> _抜粋本文_:
大学院水産・環境科学総合研究科 環境科学領域 教授 渡辺 貴史
大学院水産・環境科学総合研究科 環境科学領域 教授 馬越 孝道



1.持続可能な温泉地の形成に対する温泉熱の役割
カーボンゼロ社会を実現するためには,再生可能エネルギーを積極的に使う必要があります。環太平洋火山帯に位置する日本には,世界第3位に相当する地熱資源があると推定されています。地熱は,他の再生可能エネルギー(風力・水力等)と比べて天候など周囲の環境の影響を受けづらく,年間を通じて安定的に活用できるといわれております。そのため地熱は,我が国がカーボンゼロ社会を実現する上で,重要な役割を果たす再生可能エネルギー源の一つといえるでしょう。
しかし新たな地熱資源の開発は,開発コストの高さ,開発規制の厳しさ,そして開発に対する関係者の反発の強さなどから,進んでいるとはいえません。そうしたなか既に開発された地熱資源の一つとして,注目されているのが,温泉地の温泉です。古くから湯治・観光の場として親しまれてきた温泉地は,日本国内の半数近くの市町村のなかに2,982カ所あります。これら温泉地には,温泉を汲みだすためにつくられた27,283ヶ所の源泉があり,毎分2,518,971Lの温泉が湧き出しております(以上,環境省資料:2020年6月現在)。
温泉に含まれる熱エネルギー(以下,温泉熱)は,浴用だけでなく,発電,暖房,温水生成,食料生産と製造,調理,融雪等に使うことができます。つまり温泉熱は,先に示した使い方をすることによって,石油・石炭等の枯渇性エネルギーの使用量を減らし,カーボンゼロ社会の実現に貢献する可能性を持っているといえます。しかしながら多くの温泉地では,浴用に適した温泉熱のみが使われ,残りは使われないまま捨てられているのが現状です(環境省,2019)(写真—1)。
これまで私たちは,カーボンゼロ社会の実現に向けて,温泉熱を活かした持続可能な温泉地づくりに係る実践的な研究に取り組んできました。



写真-1 海に放流される温泉水(小浜温泉(長崎県雲仙市))



2.温泉発電の実現に向けたアクションリサーチ

温泉熱の活用に係る研究に取り組むきっかけとなったのは,小浜温泉における温泉発電事業に対する関与です。長崎県雲仙市にある小浜温泉は,湧出最高温度が105℃であり,1時間当たりの平均湯量は579.8tでした。しかしそのうち84.6%にあたる490.0tは,未利用となっていました(2012年時点)。小浜温泉では,私たちが関わる前からこうした豊富な地熱資源を活かした発電導入に係る取り組みが行われていましたが,上手くいっていませんでした。

> _やること_:
温泉熱についての文章から、「2.温泉発電の実現に向けたアクションリサーチ」で始まり「上手くいっていませんでした。」で終わる部分を、一字も変えずに書き写せ。 ここにある行は、温泉熱についての文章とは関係がない。

> _データ行_:
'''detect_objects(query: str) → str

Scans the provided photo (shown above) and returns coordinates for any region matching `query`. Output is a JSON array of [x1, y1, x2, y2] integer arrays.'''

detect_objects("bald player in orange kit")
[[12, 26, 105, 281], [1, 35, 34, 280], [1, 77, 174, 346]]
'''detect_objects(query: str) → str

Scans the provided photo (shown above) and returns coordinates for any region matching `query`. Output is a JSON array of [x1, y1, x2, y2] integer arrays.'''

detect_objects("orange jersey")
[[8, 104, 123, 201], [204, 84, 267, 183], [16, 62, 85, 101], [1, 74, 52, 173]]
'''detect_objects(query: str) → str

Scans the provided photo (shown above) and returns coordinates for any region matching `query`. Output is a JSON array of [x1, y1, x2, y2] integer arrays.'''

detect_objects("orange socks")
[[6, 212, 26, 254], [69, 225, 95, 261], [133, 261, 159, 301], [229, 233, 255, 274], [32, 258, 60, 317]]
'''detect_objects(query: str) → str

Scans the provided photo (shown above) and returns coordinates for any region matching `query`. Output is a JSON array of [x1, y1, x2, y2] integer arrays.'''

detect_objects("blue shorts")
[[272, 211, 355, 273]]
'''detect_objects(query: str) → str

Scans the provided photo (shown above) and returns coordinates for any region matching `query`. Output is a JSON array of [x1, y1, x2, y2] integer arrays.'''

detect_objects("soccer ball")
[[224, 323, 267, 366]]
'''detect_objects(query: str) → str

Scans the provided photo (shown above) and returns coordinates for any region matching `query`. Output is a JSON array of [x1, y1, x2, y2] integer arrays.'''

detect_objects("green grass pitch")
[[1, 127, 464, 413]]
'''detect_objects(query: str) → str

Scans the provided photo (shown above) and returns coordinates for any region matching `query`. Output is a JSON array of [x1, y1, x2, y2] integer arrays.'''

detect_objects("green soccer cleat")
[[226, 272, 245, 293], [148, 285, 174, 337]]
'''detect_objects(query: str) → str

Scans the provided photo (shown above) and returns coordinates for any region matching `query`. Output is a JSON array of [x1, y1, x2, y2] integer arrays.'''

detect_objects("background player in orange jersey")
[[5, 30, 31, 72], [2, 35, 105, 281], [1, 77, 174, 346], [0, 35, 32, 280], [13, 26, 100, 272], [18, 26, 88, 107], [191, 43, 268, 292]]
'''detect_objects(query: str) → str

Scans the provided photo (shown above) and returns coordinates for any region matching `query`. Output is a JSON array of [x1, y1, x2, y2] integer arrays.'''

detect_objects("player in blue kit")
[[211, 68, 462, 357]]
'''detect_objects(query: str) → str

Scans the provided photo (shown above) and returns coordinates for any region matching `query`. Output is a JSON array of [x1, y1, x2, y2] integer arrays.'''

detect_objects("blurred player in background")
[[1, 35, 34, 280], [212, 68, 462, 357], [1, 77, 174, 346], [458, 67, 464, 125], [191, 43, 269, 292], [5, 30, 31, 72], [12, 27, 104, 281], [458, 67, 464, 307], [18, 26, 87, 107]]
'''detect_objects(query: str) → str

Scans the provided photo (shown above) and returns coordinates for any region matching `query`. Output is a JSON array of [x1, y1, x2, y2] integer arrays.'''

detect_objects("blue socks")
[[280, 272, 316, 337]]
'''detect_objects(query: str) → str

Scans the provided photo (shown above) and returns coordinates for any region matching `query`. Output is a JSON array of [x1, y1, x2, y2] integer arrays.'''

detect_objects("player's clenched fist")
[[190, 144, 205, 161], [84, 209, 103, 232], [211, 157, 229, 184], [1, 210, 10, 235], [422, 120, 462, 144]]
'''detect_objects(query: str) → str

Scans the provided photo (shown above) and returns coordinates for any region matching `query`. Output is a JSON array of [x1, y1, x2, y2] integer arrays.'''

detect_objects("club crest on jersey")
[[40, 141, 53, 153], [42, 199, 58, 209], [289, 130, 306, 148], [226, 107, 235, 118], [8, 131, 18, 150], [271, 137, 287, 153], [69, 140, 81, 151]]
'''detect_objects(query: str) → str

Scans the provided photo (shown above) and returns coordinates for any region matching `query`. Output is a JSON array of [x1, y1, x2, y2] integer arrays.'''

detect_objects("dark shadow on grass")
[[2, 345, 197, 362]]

==

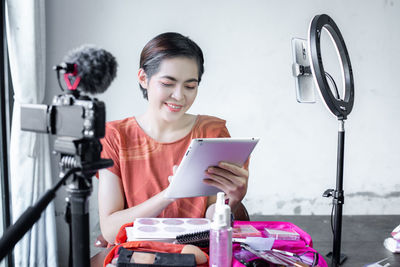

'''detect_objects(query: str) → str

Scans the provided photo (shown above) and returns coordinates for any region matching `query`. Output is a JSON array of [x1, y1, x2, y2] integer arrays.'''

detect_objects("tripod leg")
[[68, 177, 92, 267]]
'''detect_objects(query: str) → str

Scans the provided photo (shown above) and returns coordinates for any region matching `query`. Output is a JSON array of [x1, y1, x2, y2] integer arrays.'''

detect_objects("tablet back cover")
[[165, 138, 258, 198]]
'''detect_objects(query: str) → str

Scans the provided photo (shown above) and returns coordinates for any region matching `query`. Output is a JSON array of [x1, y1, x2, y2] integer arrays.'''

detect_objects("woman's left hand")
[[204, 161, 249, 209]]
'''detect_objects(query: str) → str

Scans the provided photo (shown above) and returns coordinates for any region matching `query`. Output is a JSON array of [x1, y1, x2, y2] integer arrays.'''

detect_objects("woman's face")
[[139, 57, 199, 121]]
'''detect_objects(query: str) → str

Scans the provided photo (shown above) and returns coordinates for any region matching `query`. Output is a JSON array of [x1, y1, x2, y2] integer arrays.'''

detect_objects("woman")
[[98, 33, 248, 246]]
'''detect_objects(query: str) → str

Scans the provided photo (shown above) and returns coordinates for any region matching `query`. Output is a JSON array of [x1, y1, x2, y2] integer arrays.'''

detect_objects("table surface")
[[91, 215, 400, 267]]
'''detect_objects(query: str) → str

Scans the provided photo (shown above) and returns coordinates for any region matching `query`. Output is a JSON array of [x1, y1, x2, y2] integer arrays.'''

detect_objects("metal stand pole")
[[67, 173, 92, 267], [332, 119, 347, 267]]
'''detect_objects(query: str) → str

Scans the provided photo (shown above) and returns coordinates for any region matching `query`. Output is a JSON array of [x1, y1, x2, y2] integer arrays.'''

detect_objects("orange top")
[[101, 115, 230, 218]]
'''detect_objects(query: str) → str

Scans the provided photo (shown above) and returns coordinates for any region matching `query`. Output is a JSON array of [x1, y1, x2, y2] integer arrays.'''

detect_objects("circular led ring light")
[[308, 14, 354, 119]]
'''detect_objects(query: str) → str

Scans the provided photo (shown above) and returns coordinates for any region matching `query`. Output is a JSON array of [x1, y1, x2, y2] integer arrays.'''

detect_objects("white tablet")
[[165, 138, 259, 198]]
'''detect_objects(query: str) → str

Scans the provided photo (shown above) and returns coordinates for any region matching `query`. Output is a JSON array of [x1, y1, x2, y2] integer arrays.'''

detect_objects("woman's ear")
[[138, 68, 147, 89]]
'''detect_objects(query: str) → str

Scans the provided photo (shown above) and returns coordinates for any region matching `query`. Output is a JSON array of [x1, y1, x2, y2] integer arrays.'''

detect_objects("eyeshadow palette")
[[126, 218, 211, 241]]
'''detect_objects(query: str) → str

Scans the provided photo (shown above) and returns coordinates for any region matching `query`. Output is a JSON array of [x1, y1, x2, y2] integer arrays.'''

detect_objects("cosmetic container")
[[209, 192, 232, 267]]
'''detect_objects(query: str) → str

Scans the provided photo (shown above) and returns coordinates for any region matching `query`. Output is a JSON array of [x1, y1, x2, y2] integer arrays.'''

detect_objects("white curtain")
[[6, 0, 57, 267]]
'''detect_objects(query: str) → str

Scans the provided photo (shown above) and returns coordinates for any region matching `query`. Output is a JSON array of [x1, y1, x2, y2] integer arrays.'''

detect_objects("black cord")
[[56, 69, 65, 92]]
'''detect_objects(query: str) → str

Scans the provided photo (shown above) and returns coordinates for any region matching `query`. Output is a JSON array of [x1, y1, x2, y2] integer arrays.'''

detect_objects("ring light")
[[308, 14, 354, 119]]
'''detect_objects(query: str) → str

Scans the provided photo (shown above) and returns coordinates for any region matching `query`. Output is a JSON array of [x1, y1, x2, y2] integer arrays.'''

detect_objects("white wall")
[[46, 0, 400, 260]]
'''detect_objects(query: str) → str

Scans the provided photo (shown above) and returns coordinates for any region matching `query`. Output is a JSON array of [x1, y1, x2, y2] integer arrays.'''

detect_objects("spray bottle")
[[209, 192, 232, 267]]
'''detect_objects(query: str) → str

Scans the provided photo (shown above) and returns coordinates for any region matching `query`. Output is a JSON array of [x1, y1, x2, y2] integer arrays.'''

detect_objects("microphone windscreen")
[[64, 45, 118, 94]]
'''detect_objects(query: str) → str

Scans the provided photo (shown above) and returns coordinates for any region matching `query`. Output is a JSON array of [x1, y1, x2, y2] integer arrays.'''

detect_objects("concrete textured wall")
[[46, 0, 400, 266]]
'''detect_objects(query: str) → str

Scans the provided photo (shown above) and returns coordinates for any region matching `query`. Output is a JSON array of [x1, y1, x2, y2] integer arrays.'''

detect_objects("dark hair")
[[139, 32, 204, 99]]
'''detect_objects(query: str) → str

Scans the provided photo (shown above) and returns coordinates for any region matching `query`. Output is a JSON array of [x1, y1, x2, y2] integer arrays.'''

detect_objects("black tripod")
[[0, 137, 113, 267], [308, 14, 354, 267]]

* * *

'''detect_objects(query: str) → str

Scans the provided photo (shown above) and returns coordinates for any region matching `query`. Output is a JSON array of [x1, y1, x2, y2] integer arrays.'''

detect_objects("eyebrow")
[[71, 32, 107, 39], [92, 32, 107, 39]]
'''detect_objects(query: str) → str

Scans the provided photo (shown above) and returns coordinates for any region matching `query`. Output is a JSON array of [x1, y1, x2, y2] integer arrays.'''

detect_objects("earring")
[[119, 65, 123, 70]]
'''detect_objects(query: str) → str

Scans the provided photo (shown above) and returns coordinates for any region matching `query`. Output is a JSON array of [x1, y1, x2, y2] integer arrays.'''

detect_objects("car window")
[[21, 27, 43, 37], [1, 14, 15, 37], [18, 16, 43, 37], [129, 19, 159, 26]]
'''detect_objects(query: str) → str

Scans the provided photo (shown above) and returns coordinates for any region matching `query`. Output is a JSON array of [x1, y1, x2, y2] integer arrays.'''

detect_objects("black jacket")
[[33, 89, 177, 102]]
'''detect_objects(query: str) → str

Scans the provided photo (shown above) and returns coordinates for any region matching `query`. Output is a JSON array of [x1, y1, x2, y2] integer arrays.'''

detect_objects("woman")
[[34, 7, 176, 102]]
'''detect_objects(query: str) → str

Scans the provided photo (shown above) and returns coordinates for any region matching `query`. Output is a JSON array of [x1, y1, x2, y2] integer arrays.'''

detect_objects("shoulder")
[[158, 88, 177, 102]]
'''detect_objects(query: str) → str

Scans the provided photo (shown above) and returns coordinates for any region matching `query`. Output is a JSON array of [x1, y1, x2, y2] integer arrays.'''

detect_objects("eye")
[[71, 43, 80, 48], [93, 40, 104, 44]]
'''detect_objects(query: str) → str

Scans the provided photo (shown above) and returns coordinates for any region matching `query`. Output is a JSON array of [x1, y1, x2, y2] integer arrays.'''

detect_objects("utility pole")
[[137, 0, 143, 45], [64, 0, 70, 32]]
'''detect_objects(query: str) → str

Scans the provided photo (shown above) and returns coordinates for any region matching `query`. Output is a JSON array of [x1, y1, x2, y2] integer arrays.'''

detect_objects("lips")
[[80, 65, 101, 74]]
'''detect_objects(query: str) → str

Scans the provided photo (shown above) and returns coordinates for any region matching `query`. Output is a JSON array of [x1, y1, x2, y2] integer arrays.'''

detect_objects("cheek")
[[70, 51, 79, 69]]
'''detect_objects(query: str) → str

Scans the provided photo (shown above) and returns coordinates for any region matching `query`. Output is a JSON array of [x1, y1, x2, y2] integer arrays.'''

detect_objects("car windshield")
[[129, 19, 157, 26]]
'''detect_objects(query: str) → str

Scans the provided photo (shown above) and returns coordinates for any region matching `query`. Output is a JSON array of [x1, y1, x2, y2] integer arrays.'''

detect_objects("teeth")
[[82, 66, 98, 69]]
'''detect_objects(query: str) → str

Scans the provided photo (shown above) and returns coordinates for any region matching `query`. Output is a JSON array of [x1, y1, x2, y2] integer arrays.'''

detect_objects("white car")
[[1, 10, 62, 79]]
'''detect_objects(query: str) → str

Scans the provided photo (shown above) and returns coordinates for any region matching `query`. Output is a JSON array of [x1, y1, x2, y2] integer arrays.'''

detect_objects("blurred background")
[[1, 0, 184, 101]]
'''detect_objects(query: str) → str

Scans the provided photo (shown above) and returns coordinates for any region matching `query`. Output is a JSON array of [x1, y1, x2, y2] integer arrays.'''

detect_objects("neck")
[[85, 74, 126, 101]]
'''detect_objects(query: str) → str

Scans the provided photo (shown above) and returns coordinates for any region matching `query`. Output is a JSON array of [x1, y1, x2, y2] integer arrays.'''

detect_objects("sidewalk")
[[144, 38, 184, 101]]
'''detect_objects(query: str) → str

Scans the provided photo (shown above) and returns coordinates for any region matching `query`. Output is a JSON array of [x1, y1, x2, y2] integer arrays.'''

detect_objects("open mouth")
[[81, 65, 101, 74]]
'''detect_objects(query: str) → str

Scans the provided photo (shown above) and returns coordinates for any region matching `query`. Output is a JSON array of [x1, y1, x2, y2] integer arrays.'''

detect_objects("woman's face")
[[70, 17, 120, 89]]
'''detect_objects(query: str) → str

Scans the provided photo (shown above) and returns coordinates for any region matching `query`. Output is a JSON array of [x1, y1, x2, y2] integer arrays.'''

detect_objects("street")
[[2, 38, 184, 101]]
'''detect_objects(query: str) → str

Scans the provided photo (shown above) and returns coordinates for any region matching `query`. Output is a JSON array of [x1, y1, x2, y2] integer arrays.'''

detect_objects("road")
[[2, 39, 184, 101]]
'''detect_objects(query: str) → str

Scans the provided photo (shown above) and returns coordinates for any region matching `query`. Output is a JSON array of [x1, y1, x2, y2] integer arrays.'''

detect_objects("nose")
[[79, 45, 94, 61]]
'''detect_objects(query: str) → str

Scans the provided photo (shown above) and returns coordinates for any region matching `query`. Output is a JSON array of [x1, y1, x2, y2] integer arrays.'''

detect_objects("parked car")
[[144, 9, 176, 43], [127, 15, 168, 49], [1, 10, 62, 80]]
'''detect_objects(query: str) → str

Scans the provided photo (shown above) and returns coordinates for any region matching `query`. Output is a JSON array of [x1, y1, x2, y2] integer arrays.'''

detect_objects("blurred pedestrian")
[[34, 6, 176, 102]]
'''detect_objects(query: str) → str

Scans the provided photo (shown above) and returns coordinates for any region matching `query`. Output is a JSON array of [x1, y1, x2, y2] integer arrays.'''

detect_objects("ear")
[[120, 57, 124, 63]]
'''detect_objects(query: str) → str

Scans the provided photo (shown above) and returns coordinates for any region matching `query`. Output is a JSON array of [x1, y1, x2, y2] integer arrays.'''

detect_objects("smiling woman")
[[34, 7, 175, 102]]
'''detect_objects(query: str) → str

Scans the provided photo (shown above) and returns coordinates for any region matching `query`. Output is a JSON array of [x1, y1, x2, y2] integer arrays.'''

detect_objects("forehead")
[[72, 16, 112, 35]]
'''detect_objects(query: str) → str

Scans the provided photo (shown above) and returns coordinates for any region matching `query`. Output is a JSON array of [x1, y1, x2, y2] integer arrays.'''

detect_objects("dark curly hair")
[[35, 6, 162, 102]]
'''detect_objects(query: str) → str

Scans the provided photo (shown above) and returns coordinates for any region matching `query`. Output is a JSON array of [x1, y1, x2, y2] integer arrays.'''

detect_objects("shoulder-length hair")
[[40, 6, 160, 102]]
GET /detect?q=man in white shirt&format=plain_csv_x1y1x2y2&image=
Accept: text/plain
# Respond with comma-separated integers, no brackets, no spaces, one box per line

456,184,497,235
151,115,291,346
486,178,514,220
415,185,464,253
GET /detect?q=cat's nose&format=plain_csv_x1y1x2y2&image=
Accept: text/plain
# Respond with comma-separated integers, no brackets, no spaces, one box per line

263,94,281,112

> _解答例_:
2.温泉発電の実現に向けたアクションリサーチ

温泉熱の活用に係る研究に取り組むきっかけとなったのは,小浜温泉における温泉発電事業に対する関与です。長崎県雲仙市にある小浜温泉は,湧出最高温度が105℃であり,1時間当たりの平均湯量は579.8tでした。しかしそのうち84.6%にあたる490.0tは,未利用となっていました(2012年時点)。小浜温泉では,私たちが関わる前からこうした豊富な地熱資源を活かした発電導入に係る取り組みが行われていましたが,上手くいっていませんでした。